To do –
In the passage on naval power below, check each of these statements against the text and mark it yes or no, quoting the words that decide it.
1. The RAF can still provide tactical support with long range strike aircraft.
2. For two aircraft carriers, the minimum escort force was judged to be twelve Type 45 destroyers and twelve Astute Class submarines.
3. War costs less than peace.

-- Begin Passage given --

The Cold War cost a fortune but a Third World War might have wiped out the human race. This peaceful and successful conclusion remains the best illustration of the simple logic behind strong naval power in modern times. A strong navy makes possible the exercise of peaceful gunboat diplomacy, those soft power messages that remind others we have the brute force to safeguard our allies and interests in far flung corners of the globe. Soft naval power guards our freedom to trade over the seven seas with all five continents. Sometimes naval hard power is deployed, most recently on operations such as the endless Balkan wars, Iraq twice, Afghanistan for nearly fifteen years and now Syria and North Korea. Without aircraft carriers, logistically exposed operations such as Afghanistan become unsustainable overnight, because in real trouble only the aircraft carriers patrolling the Arabian Sea have the freedom to act without restraint in an emergency. There is no possibility of tactical support from an RAF no longer equipped with long range strike aircraft. The core of this country's diplomatic influence and military power depends upon the Royal Navy's ability to position aircraft carriers worldwide.
Naval air power does not come cheap. Aircraft carriers sail armed with fighters, AWACS aircraft and helicopters, loaded with tons of bombs and missiles, some of them nuclear. They need escort forces - for only two aircraft carriers an escort force of twelve Type 45 destroyers and twelve Astute Class submarines was judged the minimum number for covering simultaneous patrol tasks, battle damage, transits and refits - plus a supporting fleet of nearly as many fast supply ships. Aircraft carriers are instruments of national prestige, all the more so for an island trading nation. Our people's standard of living and political power sail with them on the World's most stormy political oceans. They deter war through ruthless menace delivered with silk tongued diplomacy. Recent liberal governments rant about the price of naval power but, if they are not ready to pay the real bill for our islands' defence, they should retreat from global politics – though make the consequences entirely clear to the voters. War costs a lot more than peace.

-- End Passage given --
-- Begin Records --

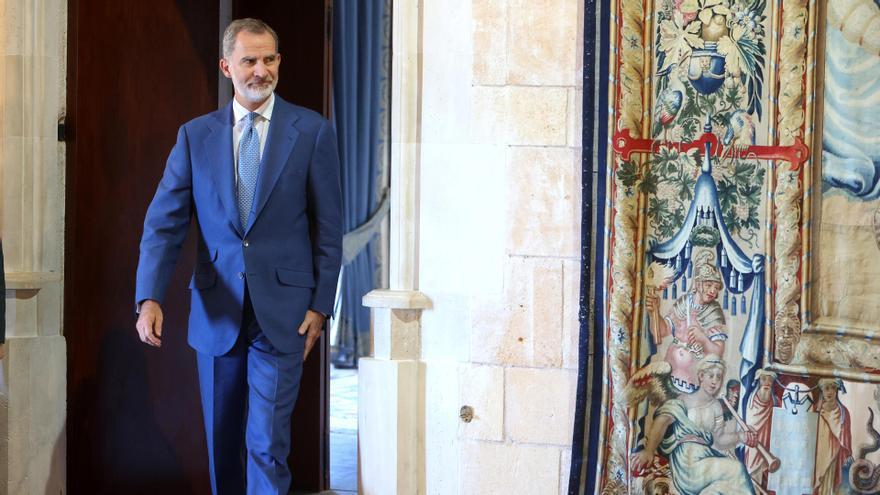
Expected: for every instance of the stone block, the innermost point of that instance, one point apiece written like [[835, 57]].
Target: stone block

-- End Records --
-- Begin Records --

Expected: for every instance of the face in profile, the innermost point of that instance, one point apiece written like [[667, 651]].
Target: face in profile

-- End Records --

Solution to this task –
1. No: "There is no possibility of tactical support from an RAF no longer equipped with long range strike aircraft."
2. Yes: "for only two aircraft carriers an escort force of twelve Type 45 destroyers and twelve Astute Class submarines was judged the minimum number"
3. No: "War costs a lot more than peace."